- _Dataset records_
--- Start ---

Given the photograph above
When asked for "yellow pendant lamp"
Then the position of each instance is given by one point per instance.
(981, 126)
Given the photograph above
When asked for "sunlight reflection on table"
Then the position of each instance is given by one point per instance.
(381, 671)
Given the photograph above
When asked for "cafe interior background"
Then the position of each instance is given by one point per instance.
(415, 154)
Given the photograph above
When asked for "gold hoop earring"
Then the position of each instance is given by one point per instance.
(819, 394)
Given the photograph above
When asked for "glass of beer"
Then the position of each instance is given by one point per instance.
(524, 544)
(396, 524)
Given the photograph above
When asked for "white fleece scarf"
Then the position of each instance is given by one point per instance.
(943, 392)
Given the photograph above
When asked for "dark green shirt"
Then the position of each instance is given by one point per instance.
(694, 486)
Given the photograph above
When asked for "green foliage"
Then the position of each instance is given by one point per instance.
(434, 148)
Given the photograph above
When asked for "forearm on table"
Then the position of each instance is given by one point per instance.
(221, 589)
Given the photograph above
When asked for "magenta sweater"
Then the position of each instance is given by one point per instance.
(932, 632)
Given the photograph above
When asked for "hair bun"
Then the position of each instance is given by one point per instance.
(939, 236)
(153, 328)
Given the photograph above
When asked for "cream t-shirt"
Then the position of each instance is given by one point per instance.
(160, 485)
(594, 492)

--- End ---
--- Start ---

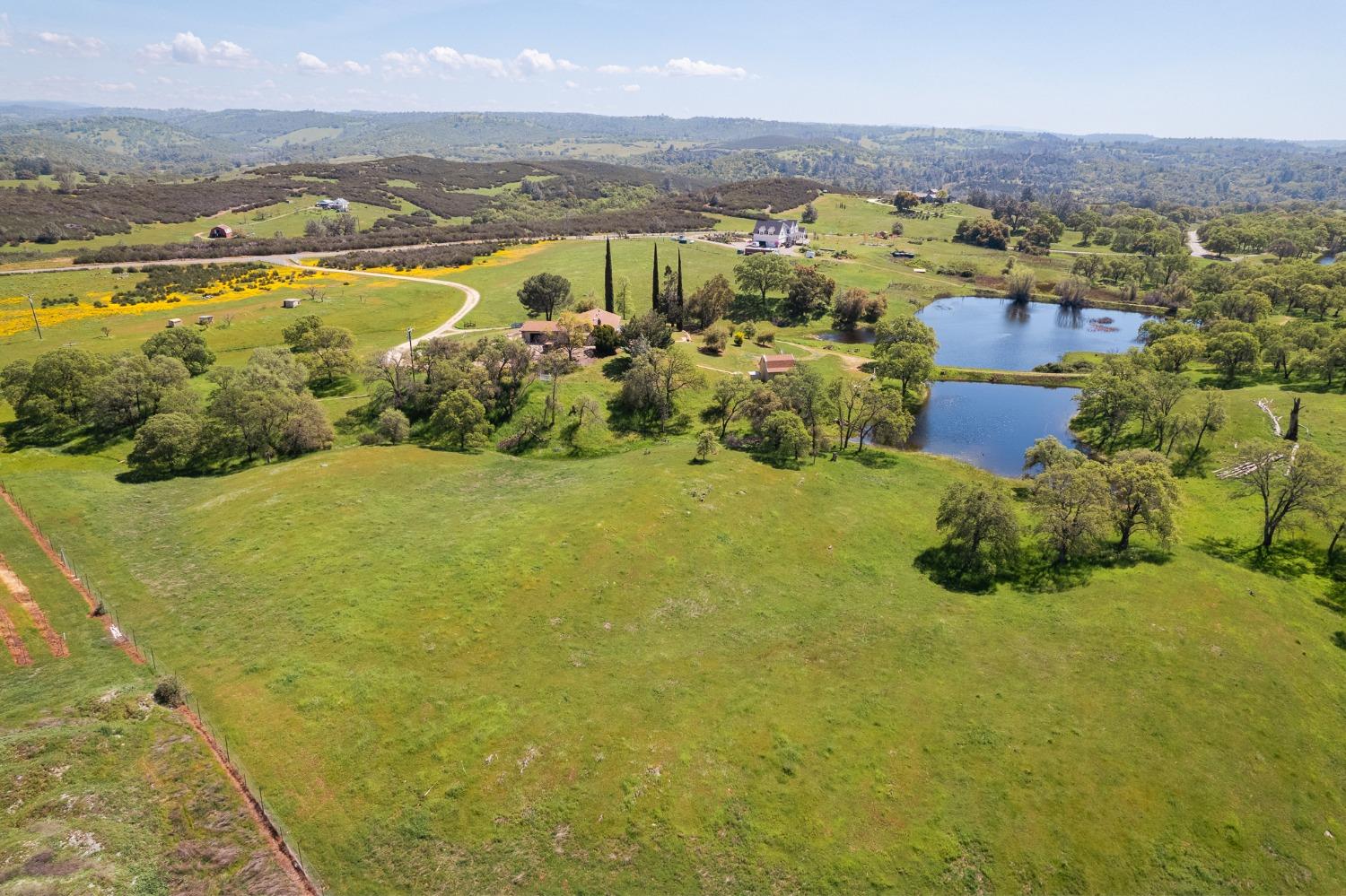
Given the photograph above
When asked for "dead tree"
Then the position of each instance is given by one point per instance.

--- End ---

- _Requirement_
Count how many lines in the records above contain the string "table", matching case exactly. Reply with that number alone.

- _Right answer_
2